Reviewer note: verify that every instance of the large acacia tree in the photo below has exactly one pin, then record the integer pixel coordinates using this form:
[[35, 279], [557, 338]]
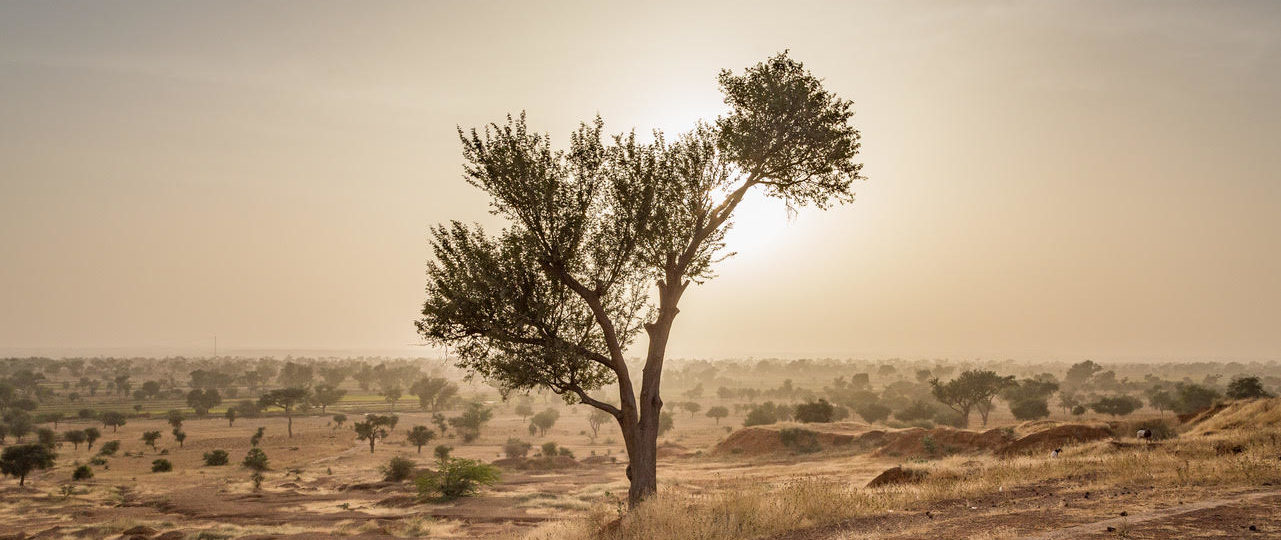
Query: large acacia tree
[[606, 236]]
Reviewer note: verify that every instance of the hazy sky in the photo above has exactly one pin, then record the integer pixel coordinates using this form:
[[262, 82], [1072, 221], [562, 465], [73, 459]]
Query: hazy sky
[[1045, 179]]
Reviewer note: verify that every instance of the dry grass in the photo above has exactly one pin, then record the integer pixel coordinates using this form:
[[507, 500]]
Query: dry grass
[[752, 508]]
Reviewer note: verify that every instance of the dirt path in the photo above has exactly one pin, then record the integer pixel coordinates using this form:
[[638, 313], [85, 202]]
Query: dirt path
[[1102, 526]]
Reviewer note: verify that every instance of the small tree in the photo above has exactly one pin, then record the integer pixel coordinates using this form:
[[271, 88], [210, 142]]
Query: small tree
[[1030, 408], [596, 420], [373, 429], [473, 417], [419, 436], [397, 470], [91, 435], [285, 398], [718, 412], [150, 439], [1116, 406], [516, 448], [972, 389], [873, 412], [113, 420], [545, 420], [815, 412], [1247, 388], [18, 461], [74, 436], [256, 462], [215, 457]]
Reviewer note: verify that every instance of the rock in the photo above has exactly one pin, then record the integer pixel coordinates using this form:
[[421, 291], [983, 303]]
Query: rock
[[897, 475]]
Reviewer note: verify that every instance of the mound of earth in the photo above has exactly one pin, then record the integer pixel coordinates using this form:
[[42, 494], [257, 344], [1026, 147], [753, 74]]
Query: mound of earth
[[1249, 413], [760, 440], [897, 475], [537, 463], [919, 442], [1057, 436]]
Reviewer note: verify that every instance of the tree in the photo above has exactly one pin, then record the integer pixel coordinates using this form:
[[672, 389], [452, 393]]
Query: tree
[[374, 428], [718, 412], [74, 436], [433, 393], [1116, 404], [1247, 388], [18, 461], [113, 420], [473, 417], [972, 389], [815, 412], [150, 439], [556, 298], [285, 398], [91, 435], [1030, 408], [545, 420], [419, 436], [873, 412], [596, 420]]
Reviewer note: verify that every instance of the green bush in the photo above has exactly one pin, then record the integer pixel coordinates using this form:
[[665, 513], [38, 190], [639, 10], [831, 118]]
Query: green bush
[[799, 440], [397, 470], [109, 448], [456, 477], [215, 457], [82, 472]]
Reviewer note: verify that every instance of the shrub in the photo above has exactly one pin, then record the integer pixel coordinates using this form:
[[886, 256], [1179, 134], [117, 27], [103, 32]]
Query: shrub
[[1030, 408], [109, 448], [399, 470], [215, 457], [456, 477], [516, 448], [815, 412], [799, 440]]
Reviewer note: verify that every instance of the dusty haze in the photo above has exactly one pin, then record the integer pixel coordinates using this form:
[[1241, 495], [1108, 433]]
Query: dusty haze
[[1048, 181]]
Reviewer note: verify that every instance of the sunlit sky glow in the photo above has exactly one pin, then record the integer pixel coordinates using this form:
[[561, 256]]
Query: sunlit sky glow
[[1045, 179]]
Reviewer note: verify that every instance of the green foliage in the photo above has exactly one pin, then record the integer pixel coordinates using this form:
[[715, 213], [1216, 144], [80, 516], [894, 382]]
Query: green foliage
[[82, 472], [799, 439], [516, 448], [399, 470], [873, 412], [1116, 404], [815, 412], [109, 448], [718, 412], [456, 477], [972, 389], [1030, 408], [255, 460], [19, 460], [1247, 388], [215, 457]]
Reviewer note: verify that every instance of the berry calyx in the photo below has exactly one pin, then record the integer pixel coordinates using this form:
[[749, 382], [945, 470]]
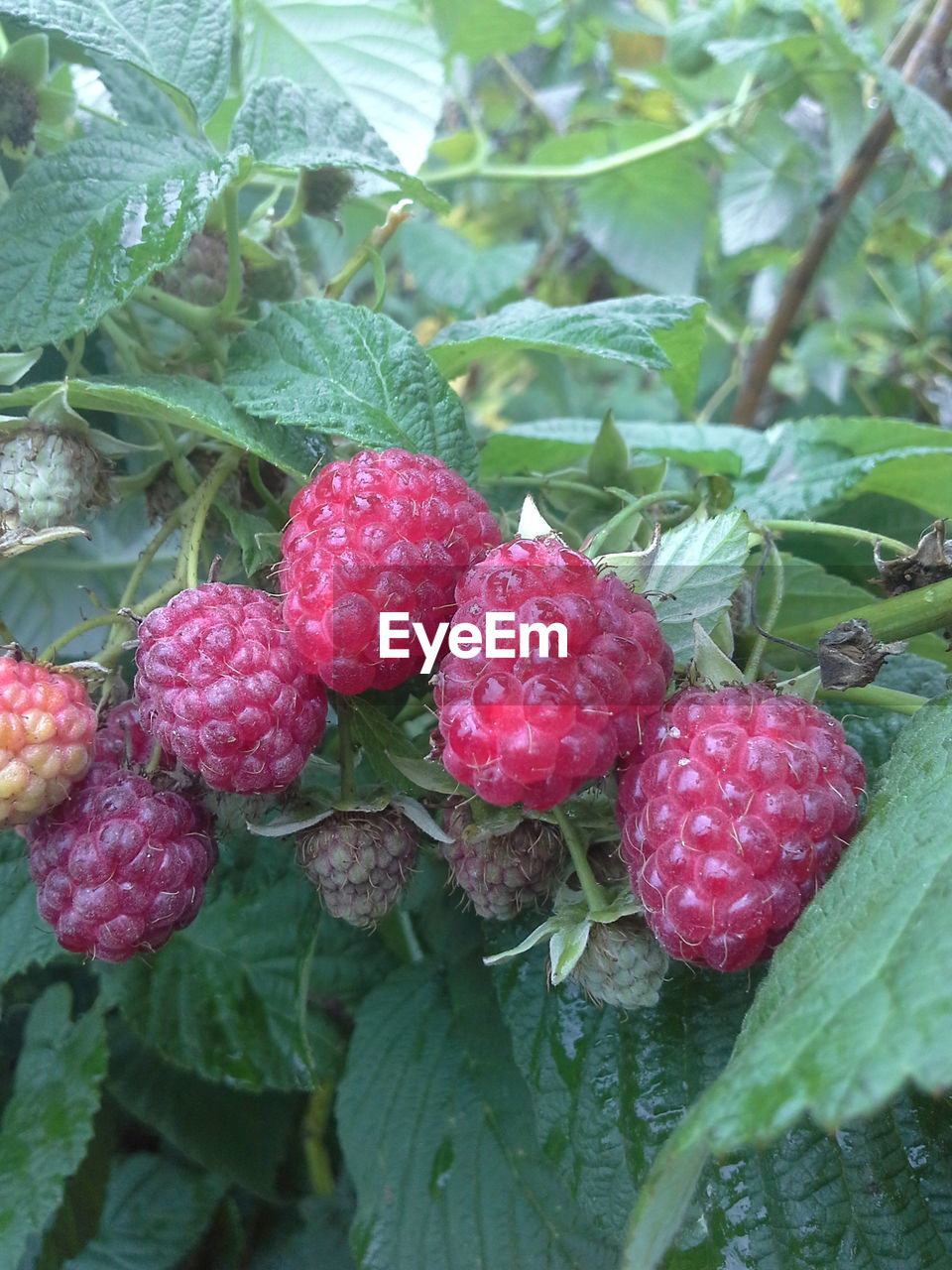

Set task:
Arrange every line of the records above as a numbered list, omitting any blank lines. Leave the pictures out of the answer.

Response to this task:
1. Reviewer note: verify that every instance of the large acacia tree in the photo below has exactly one pin, then record the integer pixel coordinates using this form:
2. [[35, 279], [557, 338]]
3. Query: large acacia tree
4. [[606, 236]]
5. Reviewer note: verify that every instance of the hazy sky in the photo above has exactly one pin, then record the integer pixel coordinates using this form:
6. [[262, 82], [1072, 221], [562, 465], [73, 459]]
7. Query: hazy sky
8. [[1045, 179]]
9. Reviewer note: verify that every instance of the dry grass in the photo above has exactly one pin, then record the integer pixel coordinates using this form:
10. [[507, 500]]
11. Query: dry grass
12. [[752, 508]]
13. Reviewer note: verify that every instance of the dirt path in the photo above has exactly one pin, then record the integer pixel coordinates using this form:
14. [[638, 313], [85, 202]]
15. Query: dirt path
16. [[1102, 526]]
17. Reviewer note: verify that every instance of the small tree in the photo above has exactly one pin, then record the integer pixel coordinates using this form:
18. [[271, 88], [210, 142]]
19. Query: small tree
20. [[1030, 408], [596, 420], [373, 429], [473, 417], [419, 436], [397, 470], [91, 435], [285, 398], [718, 412], [150, 439], [1116, 406], [516, 448], [972, 389], [873, 412], [113, 420], [545, 420], [815, 412], [1247, 388], [18, 461], [74, 436], [256, 462], [215, 457]]
21. Reviewer note: verify that every instance of the rock in the photo above has exactly one pin, then record the integer pixel coordinates using this form:
22. [[421, 291], [983, 303]]
23. Query: rock
24. [[897, 475]]
25. Reviewer note: verify that every instance of the mound of earth in the photo above has exactly one pin, then record the integer pixel coordinates using this form:
26. [[42, 494], [257, 344], [1026, 147], [753, 74]]
27. Query: mound of earth
28. [[1249, 413], [760, 440], [897, 475], [537, 463], [919, 442], [1057, 436]]
29. Reviewer note: verify that every instance of the tree in the photo above has exactly one pin, then record the integer pixel coordinates using this form:
30. [[672, 389], [452, 393]]
31. Query: tree
32. [[374, 428], [718, 412], [74, 436], [433, 393], [1116, 404], [1247, 388], [18, 461], [113, 420], [473, 417], [972, 389], [815, 412], [150, 439], [556, 298], [285, 398], [91, 435], [1030, 408], [545, 420], [419, 436], [873, 412], [596, 420]]
33. Reviewer note: verify that every instance of the green bush in the photo above has exactly one pin, then record the integer pixel coordinates using this form:
34. [[665, 513], [38, 190], [639, 10], [831, 118]]
35. Query: green bush
36. [[799, 440], [397, 470], [109, 448], [456, 477], [215, 457], [82, 472]]
37. Reviewer note: verify that every instance of the shrub in the photo above has exactly one pin, then record the integer pixel coordinates using this form:
38. [[886, 256], [1179, 134], [117, 27], [103, 32]]
39. Query: shrub
40. [[1030, 408], [109, 448], [399, 470], [215, 457], [456, 477], [516, 448], [815, 412], [799, 440]]
41. Reviewer note: verify that every instance of the dusty haze in the photo above has exactly one pin, then record the integer pixel coordinates using this form:
42. [[1241, 495], [1108, 433]]
43. Query: dusty haze
44. [[1048, 181]]
45. Reviewer note: verify that every instance of the sunlit sky glow in the photo above has exactly one pin, then record the integer pixel coordinates using this form:
46. [[561, 256]]
47. Query: sunlit sky glow
48. [[1045, 179]]
49. Reviewer note: verify that every instance of the green foliage in the photo above has exactly one pin, then record the integer pixel coordinates using this form:
50. [[715, 213], [1216, 144], [80, 516], [894, 382]]
51. Query: green foliage
52. [[82, 472], [799, 439], [516, 448], [399, 470], [873, 412], [1116, 404], [815, 412], [109, 448], [718, 412], [456, 477], [972, 389], [1030, 408], [255, 460], [19, 460], [1247, 388], [215, 457]]
53. Reviewer note: verify that every instance of the berry calyx in the photo below has exactly one pin, then record the integer pixel coordinates using this form:
54. [[749, 382], [945, 470]]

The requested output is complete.